▶ **Given instruction**
Copy the part of the entries below that opens with the line containing "[locate] the dark" and closes with the line containing "x=113, y=217", reproducing those lines unchanged.

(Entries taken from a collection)

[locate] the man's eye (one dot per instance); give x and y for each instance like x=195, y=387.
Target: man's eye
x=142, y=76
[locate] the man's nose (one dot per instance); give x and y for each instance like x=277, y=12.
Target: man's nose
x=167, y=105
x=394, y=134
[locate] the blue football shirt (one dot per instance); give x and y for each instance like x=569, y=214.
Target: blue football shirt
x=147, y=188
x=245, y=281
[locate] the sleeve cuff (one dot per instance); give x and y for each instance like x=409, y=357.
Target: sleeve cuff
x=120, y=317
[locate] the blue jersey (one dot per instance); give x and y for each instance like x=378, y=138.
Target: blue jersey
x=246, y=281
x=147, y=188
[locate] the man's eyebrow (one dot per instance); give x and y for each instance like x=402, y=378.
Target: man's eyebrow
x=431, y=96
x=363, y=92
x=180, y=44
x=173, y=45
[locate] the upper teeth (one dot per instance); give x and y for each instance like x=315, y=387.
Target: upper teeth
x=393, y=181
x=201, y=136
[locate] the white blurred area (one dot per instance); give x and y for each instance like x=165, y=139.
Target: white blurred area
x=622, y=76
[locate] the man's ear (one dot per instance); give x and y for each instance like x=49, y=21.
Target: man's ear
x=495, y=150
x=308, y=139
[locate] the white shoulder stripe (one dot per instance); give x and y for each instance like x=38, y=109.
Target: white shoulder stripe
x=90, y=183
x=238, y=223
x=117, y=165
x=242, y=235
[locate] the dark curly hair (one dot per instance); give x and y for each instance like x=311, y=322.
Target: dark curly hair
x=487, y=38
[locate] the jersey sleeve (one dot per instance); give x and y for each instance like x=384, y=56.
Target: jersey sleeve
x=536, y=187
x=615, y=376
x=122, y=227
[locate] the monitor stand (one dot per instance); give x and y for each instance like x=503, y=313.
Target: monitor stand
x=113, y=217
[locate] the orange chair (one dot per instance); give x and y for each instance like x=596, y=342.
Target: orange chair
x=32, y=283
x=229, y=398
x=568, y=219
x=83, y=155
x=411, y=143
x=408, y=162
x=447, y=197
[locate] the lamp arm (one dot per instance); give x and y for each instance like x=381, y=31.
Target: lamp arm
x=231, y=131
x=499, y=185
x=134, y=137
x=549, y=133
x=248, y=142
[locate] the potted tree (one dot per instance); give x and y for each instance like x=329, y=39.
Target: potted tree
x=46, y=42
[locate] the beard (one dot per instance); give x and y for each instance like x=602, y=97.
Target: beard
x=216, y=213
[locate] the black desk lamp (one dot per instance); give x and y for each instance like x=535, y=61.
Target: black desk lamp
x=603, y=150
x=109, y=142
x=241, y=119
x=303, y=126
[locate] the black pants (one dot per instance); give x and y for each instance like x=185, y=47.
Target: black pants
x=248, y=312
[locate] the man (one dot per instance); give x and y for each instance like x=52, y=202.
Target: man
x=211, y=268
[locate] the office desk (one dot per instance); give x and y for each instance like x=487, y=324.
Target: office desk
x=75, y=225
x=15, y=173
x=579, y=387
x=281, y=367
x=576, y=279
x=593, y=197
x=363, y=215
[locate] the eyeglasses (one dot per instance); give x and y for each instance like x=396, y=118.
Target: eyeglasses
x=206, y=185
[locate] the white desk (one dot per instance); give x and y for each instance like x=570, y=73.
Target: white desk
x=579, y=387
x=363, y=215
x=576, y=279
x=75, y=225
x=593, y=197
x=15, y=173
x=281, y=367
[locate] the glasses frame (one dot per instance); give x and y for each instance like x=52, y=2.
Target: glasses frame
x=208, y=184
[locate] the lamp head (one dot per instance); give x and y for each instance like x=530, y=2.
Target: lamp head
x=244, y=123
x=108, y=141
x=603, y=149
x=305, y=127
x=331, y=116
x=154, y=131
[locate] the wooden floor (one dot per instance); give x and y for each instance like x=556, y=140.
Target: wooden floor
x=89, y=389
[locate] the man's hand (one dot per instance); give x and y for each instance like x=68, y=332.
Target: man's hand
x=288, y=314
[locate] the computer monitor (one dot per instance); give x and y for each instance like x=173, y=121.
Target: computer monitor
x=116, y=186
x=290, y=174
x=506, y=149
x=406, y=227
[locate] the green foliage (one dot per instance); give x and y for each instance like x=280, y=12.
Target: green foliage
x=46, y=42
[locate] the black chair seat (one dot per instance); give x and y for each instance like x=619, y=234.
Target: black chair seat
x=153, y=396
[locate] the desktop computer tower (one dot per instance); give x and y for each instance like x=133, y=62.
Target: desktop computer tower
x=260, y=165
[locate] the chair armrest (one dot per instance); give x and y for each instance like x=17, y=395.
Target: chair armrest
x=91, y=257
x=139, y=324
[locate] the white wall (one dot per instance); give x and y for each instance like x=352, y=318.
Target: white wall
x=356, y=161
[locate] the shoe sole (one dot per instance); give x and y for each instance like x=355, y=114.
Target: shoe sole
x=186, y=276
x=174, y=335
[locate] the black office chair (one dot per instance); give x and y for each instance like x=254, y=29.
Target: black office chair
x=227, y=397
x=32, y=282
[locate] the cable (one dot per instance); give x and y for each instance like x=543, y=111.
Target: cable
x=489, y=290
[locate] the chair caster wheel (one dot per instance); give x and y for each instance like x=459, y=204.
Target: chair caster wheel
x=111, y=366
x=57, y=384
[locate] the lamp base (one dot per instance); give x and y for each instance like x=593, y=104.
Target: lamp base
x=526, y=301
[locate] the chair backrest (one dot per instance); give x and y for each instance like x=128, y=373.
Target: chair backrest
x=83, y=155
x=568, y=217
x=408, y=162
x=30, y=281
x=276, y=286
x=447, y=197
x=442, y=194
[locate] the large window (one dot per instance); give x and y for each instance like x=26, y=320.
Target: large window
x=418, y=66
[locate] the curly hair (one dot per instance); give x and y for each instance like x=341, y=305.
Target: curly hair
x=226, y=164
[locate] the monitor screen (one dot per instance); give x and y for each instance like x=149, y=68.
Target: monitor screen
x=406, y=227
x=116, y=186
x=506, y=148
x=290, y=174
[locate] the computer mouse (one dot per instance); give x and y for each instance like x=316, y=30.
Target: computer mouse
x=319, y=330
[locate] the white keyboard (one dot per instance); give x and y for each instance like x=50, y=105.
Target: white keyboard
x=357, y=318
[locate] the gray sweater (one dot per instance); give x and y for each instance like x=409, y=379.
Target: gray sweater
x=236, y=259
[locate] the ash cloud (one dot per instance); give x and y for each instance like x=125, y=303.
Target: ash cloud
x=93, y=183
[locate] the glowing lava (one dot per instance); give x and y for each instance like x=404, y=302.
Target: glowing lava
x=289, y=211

▶ **Solution**
[locate] the dark curly hair (one dot per instance); give x and y for each instance like x=311, y=322.
Target: dark curly hair
x=487, y=38
[locate] the jersey sleeve (one dot per instance); give x and y for each instance like x=384, y=56.
Target: jersey sleeve
x=536, y=187
x=615, y=376
x=122, y=227
[locate] the monitor stand (one dot per instance); give x and y for each instance like x=503, y=313.
Target: monitor stand
x=113, y=217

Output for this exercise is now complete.